El caso argentino nos permite apreciar la operatividad del artículo 13 del Pacto de San José de Costa Rica porque en él se fundó la Corte Suprema para declarar inconstitucional el artículo 45 de la famosa Ley de la dictadura, vigente hasta el 10 de octubre pasado. Ese artículo establecía que la actividad radiodifusora sólo podía estar en manos de sociedades comerciales y prohibía a las entidades sin fines de lucro el acceso a las licencias. Los jueces entendieron que se estaba violando el derecho de expresión y opinión de radios comunitarias, cooperativas y diferentes organizaciones sociales.

El fallo del máximo tribunal de justicia argentino—que goza de un unánime prestigio desde su reforma en 2003—entusiasmó a la militancia comprometida con la democratización de las comunicaciones y sirvió de puntapié inicial para un trabajo conjunto. En mayo de 2004 lo dieron a conocer, en una entrega pública al entonces presidente Néstor Kirchner.

Pero, como en el caso de otras experiencias similares en la región, en ese momento esta iniciativa estuvo destinada al fracaso. En el año 2005, por decreto, el ex presidente Kirchner extendió por 10 años las licencias de los principales grupos económicos que dominan el mercado audiovisual. Los grandes medios de comunicación ni siquiera publicaron la noticia, festejaron en privado la medida que, de un plumazo, echó por la borda las esperanzas de cambio. Las pocas voces que se alzaron entonces para denunciar esa nueva concesión a las corporaciones mediáticas—en línea con los anteriores gobiernos democráticos—fueron de los integrantes de la Coalición.

Nueva chance

Aquellos que criticaron en 2005, fueron los mismos que mantuvieron la extensa vigilia el viernes 10 de octubre, y festejaron en la calle y bares cercanos al Congreso la sanción de la Ley de Servicios de Comunicación Audiovisual. Lo que muestra varias cuestiones que pueden servirnos como enseñanza. Una primera: la productividad que han demostrado las experiencias de colectivos ciudadanos, capaces de crear consensos para impulsar una iniciativa con la fuerte determinación de incidir en las políticas públicas vinculadas a esa militancia. La segunda: el grave error en el que incurrió la oposición política, que desestimó la posibilidad de que el proyecto llegara al Congreso y se plegó a la estrategia de las corporaciones multimediáticas. Reemplazaron la discusión del contenido de la propuesta por la chicanería y la descalificación. La impugnaron antes de leerla, le adjudicaron una intencionalidad electoralista, y subestimaron a los actores sociales movilizados por la iniciativa. Hasta impugnaron la discusión participativa en la sociedad, querían que llegara al Parlamento, y cuando llegó no dieron la discusión y se retiraron del recinto. Los medios la llamaron "Ley de medios K", "Ley mordaza", "Ley de control de medios", entre otras calificaciones agraviantes.

**********

◆ **Ejercicio escrito 1**: Según el texto sobre la ley de medios argentina, ¿en qué año extendió Néstor Kirchner por decreto las licencias de los principales grupos económicos, y por cuántos años?
◆ **Ejercicio escrito 2**: Continúa el texto sobre la ley de medios argentina a partir de su última oración.
Para resolver estas tareas no se necesitan los datos.

◆ **Datos**:
**********

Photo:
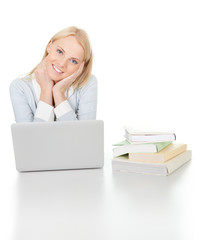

**********

◆ **Respuesta 1**: En 2005, por 10 años.

◆ **Respuesta 2**:
Ese rechazo in limine tuvo un alto precio para la mayoría de los partidos opositores. No percibieron que la iniciativa tenía una rica historia de militancia plural vinculada a sectores sociales y políticos muy diversos, que los partidos de centroizquierda sí reconocieron como propia. La mayoría de sus diputados pertenece a colectivos que habían trabajado en los 21 puntos. Por eso, aún deseando diferenciarse del gobierno, apoyaron decididamente el proyecto. Otro error de la Unión Cívica Radica y la Coalición Cívica de Elisa Carrió—que funcionaron en tándem con la nueva derecha de Unión PRO de Francisco de Narváez y Mauricio Macri—fue impugnar puntos que, cuando fueron modificados, no los hizo cambiar de posición. Lo que buscaban era no tratar la ley.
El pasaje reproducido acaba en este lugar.